Collected data entries
'''

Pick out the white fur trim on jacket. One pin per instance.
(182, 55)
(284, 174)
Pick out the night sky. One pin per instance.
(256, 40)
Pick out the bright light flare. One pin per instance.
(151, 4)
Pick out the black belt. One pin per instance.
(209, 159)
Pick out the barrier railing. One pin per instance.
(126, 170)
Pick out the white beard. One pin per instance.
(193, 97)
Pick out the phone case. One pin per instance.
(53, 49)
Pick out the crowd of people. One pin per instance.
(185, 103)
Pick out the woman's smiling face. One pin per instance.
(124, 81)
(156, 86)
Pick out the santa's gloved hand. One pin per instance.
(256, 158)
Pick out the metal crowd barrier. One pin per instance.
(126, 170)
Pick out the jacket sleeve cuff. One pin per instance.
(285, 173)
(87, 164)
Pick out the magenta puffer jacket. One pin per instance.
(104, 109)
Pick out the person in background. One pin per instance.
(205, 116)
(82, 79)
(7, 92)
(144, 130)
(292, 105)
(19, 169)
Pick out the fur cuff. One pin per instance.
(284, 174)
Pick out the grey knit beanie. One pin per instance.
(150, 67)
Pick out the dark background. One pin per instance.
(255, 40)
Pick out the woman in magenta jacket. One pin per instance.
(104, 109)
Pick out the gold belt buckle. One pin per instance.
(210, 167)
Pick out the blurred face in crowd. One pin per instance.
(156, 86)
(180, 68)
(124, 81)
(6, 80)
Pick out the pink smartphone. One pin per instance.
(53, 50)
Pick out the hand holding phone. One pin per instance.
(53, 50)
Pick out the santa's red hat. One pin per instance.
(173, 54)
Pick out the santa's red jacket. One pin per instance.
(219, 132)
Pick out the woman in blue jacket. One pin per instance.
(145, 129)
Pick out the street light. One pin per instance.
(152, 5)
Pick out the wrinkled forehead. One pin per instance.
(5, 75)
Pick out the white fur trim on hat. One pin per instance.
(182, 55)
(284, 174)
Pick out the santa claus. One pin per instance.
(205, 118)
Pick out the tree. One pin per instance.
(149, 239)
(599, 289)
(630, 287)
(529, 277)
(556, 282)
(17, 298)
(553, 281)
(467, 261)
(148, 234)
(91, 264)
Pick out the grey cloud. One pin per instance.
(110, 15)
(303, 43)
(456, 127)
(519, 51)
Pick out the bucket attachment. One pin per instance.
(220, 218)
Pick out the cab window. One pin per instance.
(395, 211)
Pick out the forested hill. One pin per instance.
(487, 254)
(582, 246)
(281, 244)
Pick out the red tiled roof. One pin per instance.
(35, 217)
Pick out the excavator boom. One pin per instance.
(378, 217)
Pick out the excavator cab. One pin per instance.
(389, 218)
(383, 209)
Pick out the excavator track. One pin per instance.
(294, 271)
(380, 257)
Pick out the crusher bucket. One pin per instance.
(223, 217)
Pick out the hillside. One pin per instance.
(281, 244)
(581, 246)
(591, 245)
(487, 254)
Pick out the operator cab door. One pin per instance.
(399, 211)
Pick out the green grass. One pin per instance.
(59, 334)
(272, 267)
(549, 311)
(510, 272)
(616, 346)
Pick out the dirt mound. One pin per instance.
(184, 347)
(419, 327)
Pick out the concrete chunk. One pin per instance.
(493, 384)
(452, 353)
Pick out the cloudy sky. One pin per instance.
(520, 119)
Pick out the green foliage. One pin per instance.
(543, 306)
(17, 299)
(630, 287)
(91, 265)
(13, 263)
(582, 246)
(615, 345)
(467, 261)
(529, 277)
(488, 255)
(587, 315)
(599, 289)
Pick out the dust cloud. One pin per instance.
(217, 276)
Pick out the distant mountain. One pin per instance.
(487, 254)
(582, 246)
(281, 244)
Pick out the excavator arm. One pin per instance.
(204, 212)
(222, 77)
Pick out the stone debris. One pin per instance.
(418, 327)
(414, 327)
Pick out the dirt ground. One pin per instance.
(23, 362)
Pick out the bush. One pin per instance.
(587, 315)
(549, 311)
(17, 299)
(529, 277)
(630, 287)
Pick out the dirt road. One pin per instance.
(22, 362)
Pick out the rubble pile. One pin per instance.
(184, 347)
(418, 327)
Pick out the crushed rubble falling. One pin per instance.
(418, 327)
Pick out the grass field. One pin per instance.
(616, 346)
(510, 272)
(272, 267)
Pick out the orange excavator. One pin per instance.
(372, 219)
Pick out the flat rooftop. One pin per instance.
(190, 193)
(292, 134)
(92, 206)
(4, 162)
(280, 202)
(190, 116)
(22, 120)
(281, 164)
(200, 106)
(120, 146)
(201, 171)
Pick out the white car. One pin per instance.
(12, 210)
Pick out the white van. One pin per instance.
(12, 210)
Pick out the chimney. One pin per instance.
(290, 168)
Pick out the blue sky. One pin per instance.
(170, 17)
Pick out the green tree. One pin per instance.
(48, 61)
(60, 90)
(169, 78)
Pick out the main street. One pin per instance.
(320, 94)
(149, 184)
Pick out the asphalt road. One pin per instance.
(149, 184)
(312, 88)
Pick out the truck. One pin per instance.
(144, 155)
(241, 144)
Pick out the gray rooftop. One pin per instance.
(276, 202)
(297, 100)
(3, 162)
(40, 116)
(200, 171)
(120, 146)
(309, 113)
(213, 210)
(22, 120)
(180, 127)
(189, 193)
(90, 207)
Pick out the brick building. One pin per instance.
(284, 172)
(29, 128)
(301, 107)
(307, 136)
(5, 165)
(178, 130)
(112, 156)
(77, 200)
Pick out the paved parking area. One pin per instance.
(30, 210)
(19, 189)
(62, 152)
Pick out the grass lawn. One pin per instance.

'''

— WORK TO BE COMPLETED —
Give every line of the records above as a numbered list, leaving out any blank lines.

— EXPECTED OUTPUT —
1. Pick out the white fur trim on jacket. One pin per instance.
2. (182, 55)
3. (284, 174)
4. Pick out the night sky. One pin per instance.
5. (256, 40)
6. Pick out the bright light flare. One pin per instance.
7. (151, 4)
8. Pick out the black belt. One pin per instance.
9. (209, 159)
10. Pick out the barrier railing. One pin per instance.
11. (126, 170)
12. Pick out the white beard. One pin per instance.
13. (193, 97)
14. Pick out the phone case. One pin per instance.
15. (53, 49)
16. Pick out the crowd of people. One pin per instance.
17. (185, 103)
18. Pick out the woman's smiling face. One pin per instance.
19. (124, 81)
20. (156, 86)
21. Pick out the santa's gloved hand. One pin per instance.
22. (256, 158)
23. Pick out the metal crowd barrier. One pin per instance.
24. (126, 170)
25. Pick out the jacket sleeve cuff. One pin per instance.
26. (285, 173)
27. (87, 164)
28. Pick out the magenta puffer jacket. One pin per instance.
29. (104, 109)
30. Pick out the person in background. One pin per instance.
31. (205, 116)
32. (82, 79)
33. (7, 92)
34. (144, 130)
35. (292, 105)
36. (19, 169)
37. Pick out the fur cuff. One pin per instance.
38. (284, 174)
39. Pick out the grey knit beanie. One pin per instance.
40. (150, 67)
41. Pick out the dark background. One pin per instance.
42. (255, 40)
43. Pick out the woman in magenta jacket. One pin per instance.
44. (104, 109)
45. Pick out the gold belt buckle. One pin per instance.
46. (210, 167)
47. Pick out the blurred face in crowd. One pin per instance.
48. (156, 86)
49. (180, 68)
50. (124, 81)
51. (6, 80)
52. Pick out the pink smartphone. One pin per instance.
53. (53, 50)
54. Pick out the hand holding phone. One pin per instance.
55. (53, 50)
56. Pick out the santa's red hat. One pin per instance.
57. (173, 54)
58. Pick out the santa's red jacket. One pin per instance.
59. (219, 132)
60. Pick out the woman in blue jacket. One pin per instance.
61. (145, 129)
62. Pick out the street light. One pin per instance.
63. (152, 5)
64. Pick out the wrinkled forehead. One pin per instance.
65. (5, 75)
66. Pick out the white fur trim on hat. One pin per instance.
67. (182, 55)
68. (284, 174)
69. Pick out the santa claus. One pin per instance.
70. (205, 118)
71. Pick out the tree. One pin per instance.
72. (149, 239)
73. (599, 289)
74. (630, 287)
75. (529, 277)
76. (556, 282)
77. (17, 298)
78. (553, 281)
79. (467, 261)
80. (148, 234)
81. (91, 264)
82. Pick out the grey cloud. One pin per instance.
83. (110, 15)
84. (303, 43)
85. (456, 127)
86. (519, 51)
87. Pick out the bucket attachment. One pin per instance.
88. (220, 218)
89. Pick out the cab window. One pin per instance.
90. (395, 211)
91. Pick out the forested hill. One pin per instance.
92. (487, 254)
93. (582, 246)
94. (281, 244)
95. Pick out the red tiled roof. One pin per instance.
96. (35, 217)
97. Pick out the excavator boom. One pin per instance.
98. (378, 217)
99. Pick out the excavator cab. One pin per instance.
100. (389, 218)
101. (383, 209)
102. Pick out the excavator track. One pin per instance.
103. (294, 271)
104. (380, 257)
105. Pick out the crusher bucket. One pin per instance.
106. (223, 217)
107. Pick out the hillside. One pin per instance.
108. (281, 244)
109. (581, 246)
110. (591, 245)
111. (487, 254)
112. Pick out the operator cab door. One pin per instance.
113. (399, 211)
114. Pick out the green grass. One pin per instance.
115. (59, 334)
116. (272, 267)
117. (549, 311)
118. (510, 272)
119. (616, 346)
120. Pick out the dirt mound. One pin per instance.
121. (184, 347)
122. (419, 327)
123. Pick out the concrete chunk. One pin per instance.
124. (493, 384)
125. (452, 353)
126. Pick out the cloudy sky. One pin per instance.
127. (520, 119)
128. Pick out the green foliage. One pin per instance.
129. (543, 306)
130. (17, 299)
131. (630, 287)
132. (91, 265)
133. (13, 263)
134. (582, 246)
135. (615, 345)
136. (467, 261)
137. (529, 277)
138. (488, 255)
139. (587, 315)
140. (599, 289)
141. Pick out the dust cloud. One pin per instance.
142. (217, 276)
143. Pick out the distant mountain. One pin per instance.
144. (487, 254)
145. (582, 246)
146. (281, 244)
147. Pick out the excavator arm. One pin per instance.
148. (204, 212)
149. (222, 77)
150. Pick out the stone debris. One pin per instance.
151. (418, 327)
152. (414, 327)
153. Pick out the dirt ground. One pin per instance.
154. (23, 362)
155. Pick out the bush. One pin per instance.
156. (587, 315)
157. (549, 311)
158. (17, 299)
159. (529, 277)
160. (630, 287)
161. Pick out the dirt road. One pin per instance.
162. (22, 362)
163. Pick out the rubble pile. One pin per instance.
164. (184, 347)
165. (418, 327)
166. Pick out the crushed rubble falling. One pin per instance.
167. (418, 327)
168. Pick out the grass field. One pin per instance.
169. (616, 346)
170. (510, 272)
171. (272, 267)
172. Pick out the orange excavator. One pin per instance.
173. (372, 219)
174. Pick out the flat rooftop. One pin per instance.
175. (190, 193)
176. (292, 134)
177. (92, 206)
178. (4, 162)
179. (280, 202)
180. (190, 116)
181. (22, 120)
182. (281, 164)
183. (200, 106)
184. (120, 146)
185. (201, 171)
186. Pick out the white car. One pin per instance.
187. (12, 210)
188. Pick out the white van. One pin per instance.
189. (12, 210)
190. Pick out the chimney. One pin per instance.
191. (290, 168)
192. Pick out the blue sky. One pin per instance.
193. (170, 17)
194. Pick out the green tree. One pin per instance.
195. (48, 61)
196. (60, 90)
197. (169, 78)
198. Pick out the main street. One pin per instance.
199. (320, 94)
200. (149, 184)
201. Pick out the asphalt road. One pin per instance.
202. (149, 184)
203. (312, 88)
204. Pick out the truck. One pin per instance.
205. (144, 155)
206. (241, 144)
207. Pick out the gray rooftop. One pin per instance.
208. (276, 202)
209. (297, 100)
210. (3, 162)
211. (40, 116)
212. (200, 171)
213. (120, 146)
214. (309, 113)
215. (213, 210)
216. (22, 120)
217. (180, 127)
218. (189, 193)
219. (90, 207)
220. Pick out the brick building. One pin per instance.
221. (284, 172)
222. (29, 128)
223. (301, 107)
224. (307, 136)
225. (5, 165)
226. (178, 130)
227. (112, 156)
228. (77, 200)
229. Pick out the paved parking area. One pin per instance.
230. (30, 210)
231. (19, 189)
232. (62, 152)
233. Pick out the grass lawn. One pin per instance.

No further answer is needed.